__Problem requirements__:
Line by line, copy the listing below exactly.

__Information supplied__:
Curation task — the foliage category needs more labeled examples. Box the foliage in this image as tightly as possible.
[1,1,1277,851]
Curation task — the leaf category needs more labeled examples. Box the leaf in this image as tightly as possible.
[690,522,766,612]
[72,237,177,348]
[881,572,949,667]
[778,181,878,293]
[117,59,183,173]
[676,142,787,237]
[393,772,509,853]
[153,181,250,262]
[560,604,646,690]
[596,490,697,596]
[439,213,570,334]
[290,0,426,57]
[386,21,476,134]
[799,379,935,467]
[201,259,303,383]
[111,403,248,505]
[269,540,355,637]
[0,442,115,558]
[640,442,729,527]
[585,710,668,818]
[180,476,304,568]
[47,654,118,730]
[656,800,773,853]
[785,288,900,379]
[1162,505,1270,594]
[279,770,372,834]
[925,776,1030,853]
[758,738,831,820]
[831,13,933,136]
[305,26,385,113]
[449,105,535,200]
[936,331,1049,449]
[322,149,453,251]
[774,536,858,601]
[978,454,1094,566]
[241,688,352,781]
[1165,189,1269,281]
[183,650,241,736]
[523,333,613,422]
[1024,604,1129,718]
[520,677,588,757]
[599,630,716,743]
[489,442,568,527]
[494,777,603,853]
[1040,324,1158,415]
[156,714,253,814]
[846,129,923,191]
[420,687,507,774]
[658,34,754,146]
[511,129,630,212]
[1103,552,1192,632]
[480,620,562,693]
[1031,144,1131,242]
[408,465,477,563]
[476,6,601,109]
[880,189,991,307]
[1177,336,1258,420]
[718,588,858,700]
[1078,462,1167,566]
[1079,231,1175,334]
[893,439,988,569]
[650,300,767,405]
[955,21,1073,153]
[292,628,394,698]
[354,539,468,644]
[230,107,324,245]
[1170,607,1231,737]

__Task output__:
Curation task — the foliage category needs more labeled examples. Box the foliage in this image as tightly as possible.
[1,1,1277,851]
Curation task — the leaf category needs more labeled examples. Box the leaf in this image as tightly as possible.
[690,522,766,612]
[72,237,177,348]
[881,572,949,667]
[778,181,878,293]
[117,59,183,173]
[676,142,787,237]
[393,772,509,853]
[153,181,250,262]
[560,604,646,690]
[596,490,697,596]
[439,213,570,334]
[290,0,426,57]
[386,21,476,134]
[799,379,935,467]
[201,259,303,383]
[111,403,248,505]
[269,540,355,637]
[0,442,115,558]
[640,442,729,527]
[585,710,668,818]
[180,476,304,568]
[47,654,118,730]
[656,800,773,853]
[785,288,900,379]
[1162,505,1270,594]
[279,770,372,834]
[925,776,1030,853]
[758,738,831,820]
[831,13,933,136]
[305,26,385,113]
[449,105,535,200]
[936,331,1049,449]
[322,149,453,251]
[774,536,858,601]
[978,454,1094,566]
[241,688,352,781]
[1165,189,1269,281]
[183,650,241,736]
[523,333,613,422]
[1024,604,1129,718]
[520,677,588,757]
[599,630,716,743]
[489,442,568,527]
[494,777,603,853]
[1040,324,1158,415]
[156,714,253,814]
[846,129,923,191]
[420,687,507,774]
[658,34,754,146]
[511,129,630,212]
[1103,552,1192,632]
[480,620,562,693]
[1031,144,1131,242]
[408,465,477,563]
[476,6,601,109]
[880,189,991,307]
[1177,336,1258,420]
[718,588,858,700]
[1078,462,1167,566]
[1079,231,1175,334]
[893,439,988,569]
[650,300,767,405]
[955,21,1073,153]
[292,628,394,698]
[354,539,468,644]
[230,107,324,245]
[1170,607,1231,737]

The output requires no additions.